_Aim of the task_
Extract each line of the data and write it out again exactly.

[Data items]
===
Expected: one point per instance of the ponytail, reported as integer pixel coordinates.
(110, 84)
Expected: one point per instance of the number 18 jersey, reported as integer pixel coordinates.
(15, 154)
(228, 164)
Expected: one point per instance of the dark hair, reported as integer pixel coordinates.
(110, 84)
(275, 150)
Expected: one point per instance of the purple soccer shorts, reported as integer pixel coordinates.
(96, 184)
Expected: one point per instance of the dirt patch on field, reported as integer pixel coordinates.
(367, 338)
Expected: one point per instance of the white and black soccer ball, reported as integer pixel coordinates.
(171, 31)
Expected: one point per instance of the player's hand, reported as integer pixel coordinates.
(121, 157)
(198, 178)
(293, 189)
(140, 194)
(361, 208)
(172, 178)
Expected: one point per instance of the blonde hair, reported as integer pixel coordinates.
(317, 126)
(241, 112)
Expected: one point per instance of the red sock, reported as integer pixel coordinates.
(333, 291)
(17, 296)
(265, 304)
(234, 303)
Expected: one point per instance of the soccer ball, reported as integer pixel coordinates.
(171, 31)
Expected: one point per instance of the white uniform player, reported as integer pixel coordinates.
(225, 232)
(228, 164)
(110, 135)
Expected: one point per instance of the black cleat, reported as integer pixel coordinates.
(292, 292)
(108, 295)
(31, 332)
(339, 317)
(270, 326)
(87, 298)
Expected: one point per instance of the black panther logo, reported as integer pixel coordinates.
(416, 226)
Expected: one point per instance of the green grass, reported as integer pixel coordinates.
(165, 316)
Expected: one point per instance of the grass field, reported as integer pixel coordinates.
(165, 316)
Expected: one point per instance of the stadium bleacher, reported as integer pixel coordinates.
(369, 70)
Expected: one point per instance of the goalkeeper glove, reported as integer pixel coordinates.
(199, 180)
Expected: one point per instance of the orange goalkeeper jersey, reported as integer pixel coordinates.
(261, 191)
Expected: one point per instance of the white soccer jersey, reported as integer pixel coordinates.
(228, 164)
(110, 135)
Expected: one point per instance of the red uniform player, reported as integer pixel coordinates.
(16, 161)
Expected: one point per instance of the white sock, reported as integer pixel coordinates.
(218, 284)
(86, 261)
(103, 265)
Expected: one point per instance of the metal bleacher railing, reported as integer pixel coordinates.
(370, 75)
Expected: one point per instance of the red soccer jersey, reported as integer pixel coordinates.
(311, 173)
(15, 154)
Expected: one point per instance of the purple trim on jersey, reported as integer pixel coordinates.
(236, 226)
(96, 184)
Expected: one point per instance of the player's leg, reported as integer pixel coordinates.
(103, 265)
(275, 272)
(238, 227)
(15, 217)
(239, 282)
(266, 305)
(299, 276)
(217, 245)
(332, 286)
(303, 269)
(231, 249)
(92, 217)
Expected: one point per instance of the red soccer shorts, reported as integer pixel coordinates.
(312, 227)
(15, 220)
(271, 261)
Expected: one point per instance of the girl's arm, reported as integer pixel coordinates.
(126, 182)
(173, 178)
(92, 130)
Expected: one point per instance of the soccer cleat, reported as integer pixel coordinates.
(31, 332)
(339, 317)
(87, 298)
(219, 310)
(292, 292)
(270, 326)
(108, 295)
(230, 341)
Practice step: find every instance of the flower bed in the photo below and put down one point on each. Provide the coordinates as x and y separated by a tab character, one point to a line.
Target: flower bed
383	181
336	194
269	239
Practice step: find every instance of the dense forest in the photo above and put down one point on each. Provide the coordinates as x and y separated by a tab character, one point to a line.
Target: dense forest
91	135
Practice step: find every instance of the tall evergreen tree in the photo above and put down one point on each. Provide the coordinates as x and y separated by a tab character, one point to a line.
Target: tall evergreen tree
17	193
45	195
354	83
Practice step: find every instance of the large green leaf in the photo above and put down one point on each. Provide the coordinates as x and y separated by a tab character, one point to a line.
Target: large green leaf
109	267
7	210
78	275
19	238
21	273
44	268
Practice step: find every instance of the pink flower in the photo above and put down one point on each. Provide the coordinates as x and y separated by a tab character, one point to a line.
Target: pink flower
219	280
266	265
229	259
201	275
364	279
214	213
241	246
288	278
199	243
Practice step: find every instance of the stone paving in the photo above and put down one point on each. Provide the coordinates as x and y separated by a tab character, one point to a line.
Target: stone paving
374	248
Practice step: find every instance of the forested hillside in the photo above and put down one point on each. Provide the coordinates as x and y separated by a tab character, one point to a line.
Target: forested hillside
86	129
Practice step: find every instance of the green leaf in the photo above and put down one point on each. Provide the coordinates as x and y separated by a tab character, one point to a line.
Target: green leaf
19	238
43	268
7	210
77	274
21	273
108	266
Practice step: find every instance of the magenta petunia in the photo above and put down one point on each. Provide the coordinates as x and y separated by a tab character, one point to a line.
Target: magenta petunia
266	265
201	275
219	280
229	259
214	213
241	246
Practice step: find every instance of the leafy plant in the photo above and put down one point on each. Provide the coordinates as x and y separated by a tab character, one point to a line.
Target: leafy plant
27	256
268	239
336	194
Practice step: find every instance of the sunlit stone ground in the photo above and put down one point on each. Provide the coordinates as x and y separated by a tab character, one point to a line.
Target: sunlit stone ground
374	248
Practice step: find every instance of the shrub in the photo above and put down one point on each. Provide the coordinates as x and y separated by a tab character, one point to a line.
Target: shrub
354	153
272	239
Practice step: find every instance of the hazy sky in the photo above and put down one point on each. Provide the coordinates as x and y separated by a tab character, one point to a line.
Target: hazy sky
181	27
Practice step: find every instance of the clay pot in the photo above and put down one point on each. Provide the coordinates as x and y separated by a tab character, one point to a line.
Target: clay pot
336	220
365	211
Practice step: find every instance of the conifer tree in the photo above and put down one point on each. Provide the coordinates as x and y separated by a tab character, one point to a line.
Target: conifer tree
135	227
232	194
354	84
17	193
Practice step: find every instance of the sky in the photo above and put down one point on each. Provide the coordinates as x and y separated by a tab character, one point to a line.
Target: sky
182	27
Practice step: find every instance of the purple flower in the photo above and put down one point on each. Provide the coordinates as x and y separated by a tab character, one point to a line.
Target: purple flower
===
_Solution to the exercise_
Expected: one point per instance of the ponytail, reported as integer pixel coordinates.
(110, 84)
Expected: one point per instance of the number 18 jersey, reported as integer pixel coordinates.
(15, 154)
(228, 164)
Expected: one point per instance of the dark hair, reported as integer pixel coordinates.
(110, 84)
(275, 150)
Expected: one point per instance of the purple soccer shorts, reported as integer pixel coordinates.
(96, 184)
Expected: one point per instance of the dirt patch on field, reported as integer pixel coordinates.
(367, 338)
Expected: one point per instance of the white and black soccer ball, reported as integer pixel coordinates.
(171, 31)
Expected: one point per instance of the player's hand, reported as integer pixel coordinates.
(121, 157)
(198, 178)
(293, 189)
(140, 194)
(361, 208)
(172, 178)
Expected: one point per instance of the blonde hair, reported as integer pixel coordinates.
(317, 126)
(241, 112)
Expected: one point per instance of the red sock, reported as integer pixel coordinates.
(333, 291)
(17, 296)
(265, 304)
(234, 303)
Expected: one point per instance of the soccer ball, reported as integer pixel coordinates.
(171, 31)
Expected: one point per instance of the white uniform player, reported as integer pixel coordinates.
(225, 232)
(228, 164)
(110, 135)
Expected: one point per instance of the black cleat, reported as integer pixel coordinates.
(292, 292)
(108, 295)
(31, 332)
(339, 317)
(270, 326)
(87, 298)
Expected: one point per instance of the black panther logo, reported as integer pixel coordinates.
(416, 226)
Expected: one point per instance of the green grass, reported as integer pixel coordinates.
(165, 316)
Expected: one point per instance of the grass field, reported as integer pixel coordinates.
(165, 316)
Expected: one point per instance of the stadium bleacher, reported as integer pixel coordinates.
(369, 70)
Expected: one point per instance of the goalkeeper glove, reported as integer pixel coordinates.
(199, 180)
Expected: one point per instance of the orange goalkeeper jersey, reported as integer pixel coordinates.
(261, 191)
Expected: one point per instance of the white soccer jersey, reported as integer pixel coordinates.
(228, 164)
(110, 135)
Expected: one point per instance of the red uniform player, reported as integer pixel coordinates.
(16, 161)
Expected: one point per instance of the white sock, reported as integer pixel coordinates.
(218, 284)
(86, 261)
(103, 265)
Expected: one point per instance of the metal bleacher railing, reported as integer pixel coordinates.
(370, 75)
Expected: one point per instance of the red soccer jersey, reported as integer pixel coordinates.
(311, 173)
(15, 154)
Expected: one point per instance of the purple trim on jersey, reported as integer pixel coordinates.
(236, 226)
(96, 184)
Expected: one point per instance of the player's leg, reported as integer pixel coordinates.
(103, 265)
(275, 272)
(238, 227)
(15, 217)
(239, 282)
(266, 305)
(299, 276)
(217, 245)
(332, 286)
(303, 269)
(231, 249)
(92, 217)
Expected: one point per instance of the red soccer shorts, reported as integer pixel coordinates.
(312, 227)
(15, 220)
(271, 261)
Expected: one point per instance of the girl's arm, reported as integer pixel coordinates.
(126, 182)
(173, 178)
(92, 130)
Expected: one point per instance of the soccer cleat, reported as integer pixel coordinates.
(31, 332)
(339, 317)
(87, 298)
(219, 310)
(292, 292)
(270, 326)
(108, 295)
(230, 341)
Practice step: find every instance of the flower bed in the photo below and put down one point on each. Provide the coordinates as x and y separated by a tab character, one point to a line.
Target: flower bed
383	181
336	194
269	239
Practice step: find every instance of the dense forest in the photo above and put down one point on each. Provide the coordinates as x and y separated by a tab character, one point to a line.
Target: dense forest
91	135
Practice step: find every instance of the tall evergreen tree in the photo above and put down one point on each. Provide the coordinates as x and y separated by a tab character, one point to a line.
Target: tall evergreen tree
17	193
45	195
354	83
Practice step: find every instance of the large green leaf in the photo above and put down one point on each. Provide the coordinates as x and y separated by a tab character, one point to a line.
Target: large green leaf
109	267
7	210
78	275
19	238
21	273
44	268
Practice step: find every instance of the pink flower in the photo above and put down one point on each. Provide the coordinates as x and y separated by a tab character, one point to a line.
Target: pink flower
219	280
266	265
229	259
201	275
364	279
214	213
241	246
288	278
199	243
Practice step: find every instance of the stone paving in the photo above and put down one point on each. Provide the coordinates as x and y separated by a tab character, one point to a line.
Target: stone paving
374	248
Practice step: find every instance of the forested hillside in the photo above and put down one point on each. Provide the coordinates as x and y separated by a tab character, one point to a line.
Target: forested hillside
86	129
Practice step: find every instance of the green leaf in the photo above and put down one point on each. Provide the coordinates as x and y separated by a tab character, one point to a line.
Target: green leaf
19	238
43	268
7	210
77	274
21	273
108	266
Practice step: find every instance of the magenta petunia in the photo above and put down one point on each. Provide the coordinates as x and y separated by a tab character, one point to a line.
Target: magenta petunia
266	265
201	275
219	280
229	259
214	213
241	246
Practice step: find every instance of the leafy plant in the photo above and put down one point on each. Provide the coordinates as x and y separated by a tab character, one point to a line.
Target: leafy plant
27	256
268	239
336	194
Practice step: find every instance of the sunlit stone ground in the photo above and put down one point on each. Provide the coordinates as x and y separated by a tab character, one point to a line.
Target: sunlit stone ground
374	248
Practice step: find every instance of the shrub in the photo above and put down one point on each. Provide the coordinates as x and y separated by a tab character, one point to a line.
Target: shrub
354	153
272	239
Practice step: find every instance of the hazy sky in the photo above and put down one point on each. Provide the coordinates as x and y separated by a tab character, one point to a line.
Target: hazy sky
181	27
Practice step: find every instance of the clay pot in the photo above and put down one point on each. Provide the coordinates as x and y separated by a tab character, one point to a line.
Target: clay pot
336	220
365	211
Practice step: find every instance of the conifer tree in the photo above and put down one point on each. Provide the coordinates as x and y separated by a tab character, one point to a line.
Target: conifer tree
135	227
232	194
354	84
17	193
Practice step: find every instance of the sky in the photo above and put down one point on each. Provide the coordinates as x and y separated by a tab character, one point to a line.
Target: sky
182	27
Practice step: find every instance of the purple flower in the photo above and put down one point on each. Provide the coordinates as x and y separated by a tab character, one point to a line.
Target: purple flower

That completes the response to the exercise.